■ Exercise aim: Locate every line in the rows below that contains the word "body", and copy each one. Case counts.

(Rows from a dataset)
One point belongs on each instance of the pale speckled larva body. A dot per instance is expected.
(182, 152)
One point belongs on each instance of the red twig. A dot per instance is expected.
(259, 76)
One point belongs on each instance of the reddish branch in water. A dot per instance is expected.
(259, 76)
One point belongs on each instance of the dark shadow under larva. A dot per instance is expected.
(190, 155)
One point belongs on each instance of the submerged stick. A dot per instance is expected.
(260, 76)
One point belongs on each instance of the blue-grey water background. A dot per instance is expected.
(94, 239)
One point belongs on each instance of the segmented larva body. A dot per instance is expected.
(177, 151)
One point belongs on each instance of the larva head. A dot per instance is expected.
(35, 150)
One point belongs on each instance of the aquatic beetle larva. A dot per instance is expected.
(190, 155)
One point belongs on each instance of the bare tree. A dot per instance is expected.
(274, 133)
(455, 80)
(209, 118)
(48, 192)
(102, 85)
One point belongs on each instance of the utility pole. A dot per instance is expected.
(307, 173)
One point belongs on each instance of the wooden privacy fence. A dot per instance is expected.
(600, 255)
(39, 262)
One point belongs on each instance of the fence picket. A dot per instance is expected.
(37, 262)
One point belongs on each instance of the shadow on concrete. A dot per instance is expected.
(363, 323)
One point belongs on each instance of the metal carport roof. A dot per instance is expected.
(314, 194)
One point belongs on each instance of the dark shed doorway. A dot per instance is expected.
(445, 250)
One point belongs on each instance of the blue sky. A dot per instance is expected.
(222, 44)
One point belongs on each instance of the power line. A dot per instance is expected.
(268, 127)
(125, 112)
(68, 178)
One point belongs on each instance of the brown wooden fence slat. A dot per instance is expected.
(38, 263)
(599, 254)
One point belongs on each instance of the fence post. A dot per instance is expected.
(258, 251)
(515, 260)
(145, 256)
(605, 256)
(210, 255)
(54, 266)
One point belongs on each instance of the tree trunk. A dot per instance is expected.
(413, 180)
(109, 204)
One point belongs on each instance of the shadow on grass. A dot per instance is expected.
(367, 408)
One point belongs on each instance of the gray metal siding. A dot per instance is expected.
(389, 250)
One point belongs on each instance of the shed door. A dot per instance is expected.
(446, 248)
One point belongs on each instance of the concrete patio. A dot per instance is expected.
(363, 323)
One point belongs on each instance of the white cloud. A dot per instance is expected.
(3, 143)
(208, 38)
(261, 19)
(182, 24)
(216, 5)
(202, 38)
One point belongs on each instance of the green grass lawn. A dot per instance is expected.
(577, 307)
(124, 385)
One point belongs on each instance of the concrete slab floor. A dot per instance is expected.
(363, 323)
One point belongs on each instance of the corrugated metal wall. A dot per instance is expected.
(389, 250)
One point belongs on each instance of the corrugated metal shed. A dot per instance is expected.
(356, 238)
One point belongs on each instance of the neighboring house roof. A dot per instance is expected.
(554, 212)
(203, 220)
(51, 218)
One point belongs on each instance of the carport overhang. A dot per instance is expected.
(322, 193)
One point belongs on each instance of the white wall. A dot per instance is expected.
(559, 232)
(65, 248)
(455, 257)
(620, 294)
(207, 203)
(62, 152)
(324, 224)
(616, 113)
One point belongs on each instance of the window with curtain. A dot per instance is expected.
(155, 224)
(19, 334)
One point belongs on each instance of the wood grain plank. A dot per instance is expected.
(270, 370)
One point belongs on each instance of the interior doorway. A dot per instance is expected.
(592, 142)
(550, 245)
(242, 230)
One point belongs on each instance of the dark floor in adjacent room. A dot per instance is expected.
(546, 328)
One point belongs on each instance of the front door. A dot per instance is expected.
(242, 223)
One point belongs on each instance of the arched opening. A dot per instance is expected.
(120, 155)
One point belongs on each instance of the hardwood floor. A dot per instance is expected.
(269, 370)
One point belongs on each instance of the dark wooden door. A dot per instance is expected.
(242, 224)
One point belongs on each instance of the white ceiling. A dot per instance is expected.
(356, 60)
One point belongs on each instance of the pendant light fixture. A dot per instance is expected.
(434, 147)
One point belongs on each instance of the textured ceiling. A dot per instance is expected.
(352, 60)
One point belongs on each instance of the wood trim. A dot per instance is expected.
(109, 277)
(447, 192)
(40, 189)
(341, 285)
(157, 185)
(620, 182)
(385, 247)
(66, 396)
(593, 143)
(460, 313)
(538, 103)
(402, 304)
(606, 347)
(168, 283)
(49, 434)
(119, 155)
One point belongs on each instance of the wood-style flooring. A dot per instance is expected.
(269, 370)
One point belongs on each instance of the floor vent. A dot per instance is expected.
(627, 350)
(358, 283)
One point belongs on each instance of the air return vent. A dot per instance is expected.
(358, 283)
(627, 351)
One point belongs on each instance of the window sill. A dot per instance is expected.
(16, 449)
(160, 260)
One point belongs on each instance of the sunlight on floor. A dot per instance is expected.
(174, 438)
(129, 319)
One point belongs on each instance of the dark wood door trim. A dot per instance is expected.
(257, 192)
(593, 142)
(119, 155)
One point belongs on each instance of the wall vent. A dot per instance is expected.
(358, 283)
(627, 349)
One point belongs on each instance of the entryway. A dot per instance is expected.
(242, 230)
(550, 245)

...

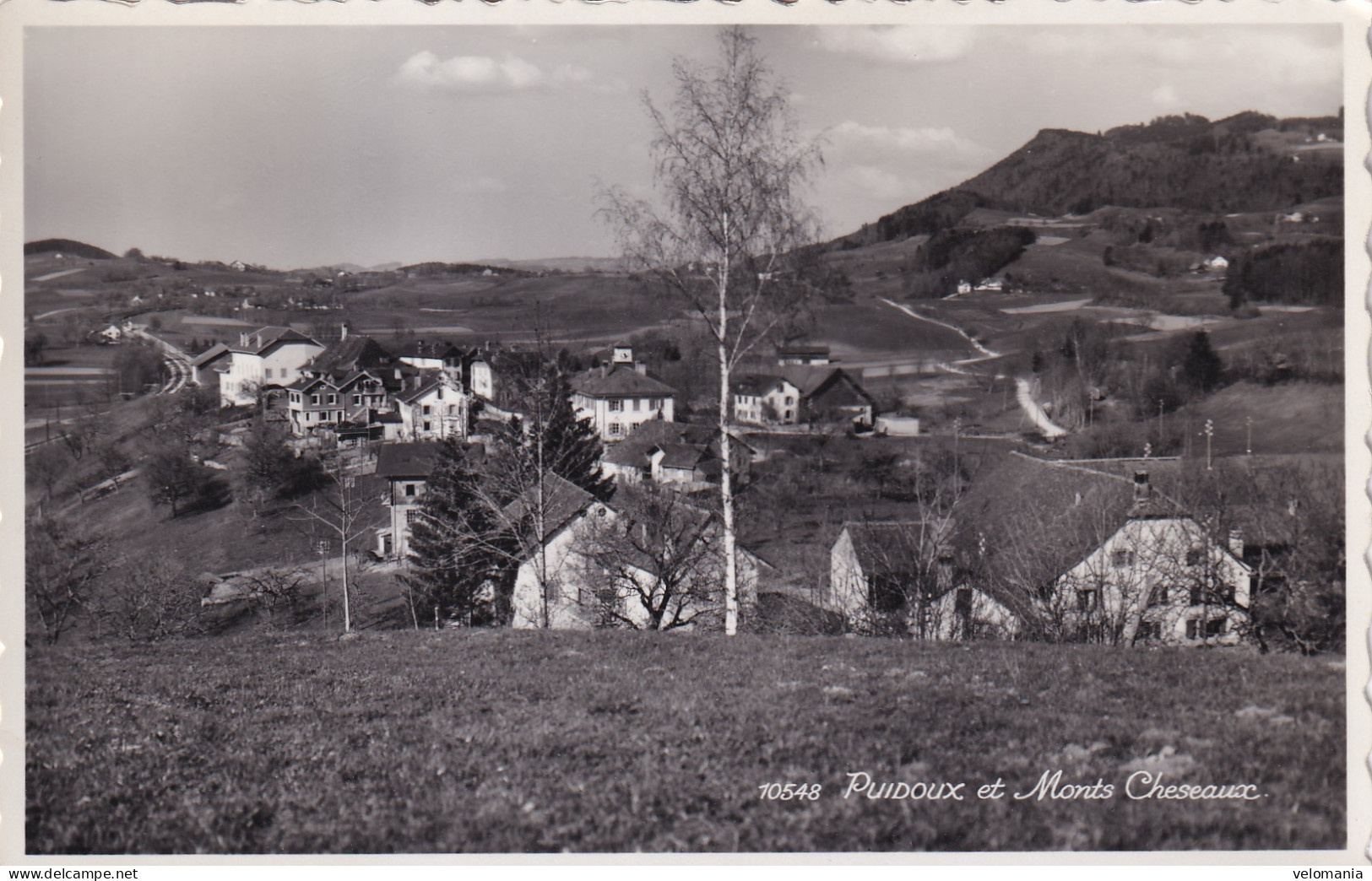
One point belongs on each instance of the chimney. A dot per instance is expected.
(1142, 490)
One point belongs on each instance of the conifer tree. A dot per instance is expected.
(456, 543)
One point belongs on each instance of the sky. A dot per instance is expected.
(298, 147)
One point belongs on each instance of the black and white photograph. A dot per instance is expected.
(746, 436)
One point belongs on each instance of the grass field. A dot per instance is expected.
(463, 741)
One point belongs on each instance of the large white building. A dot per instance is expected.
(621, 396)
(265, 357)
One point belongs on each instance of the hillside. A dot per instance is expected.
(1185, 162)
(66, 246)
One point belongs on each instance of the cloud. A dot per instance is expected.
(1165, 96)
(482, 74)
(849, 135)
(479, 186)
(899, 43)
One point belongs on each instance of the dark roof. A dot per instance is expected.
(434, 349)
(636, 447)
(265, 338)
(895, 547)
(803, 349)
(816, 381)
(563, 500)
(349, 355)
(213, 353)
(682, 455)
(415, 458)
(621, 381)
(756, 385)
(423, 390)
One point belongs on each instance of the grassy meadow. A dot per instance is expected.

■ Answer for the task:
One point belongs on each instance of the pale speckled larva body. A dot per instance is expected.
One point belongs on each instance of the segmented larva body. A dot per instance is expected.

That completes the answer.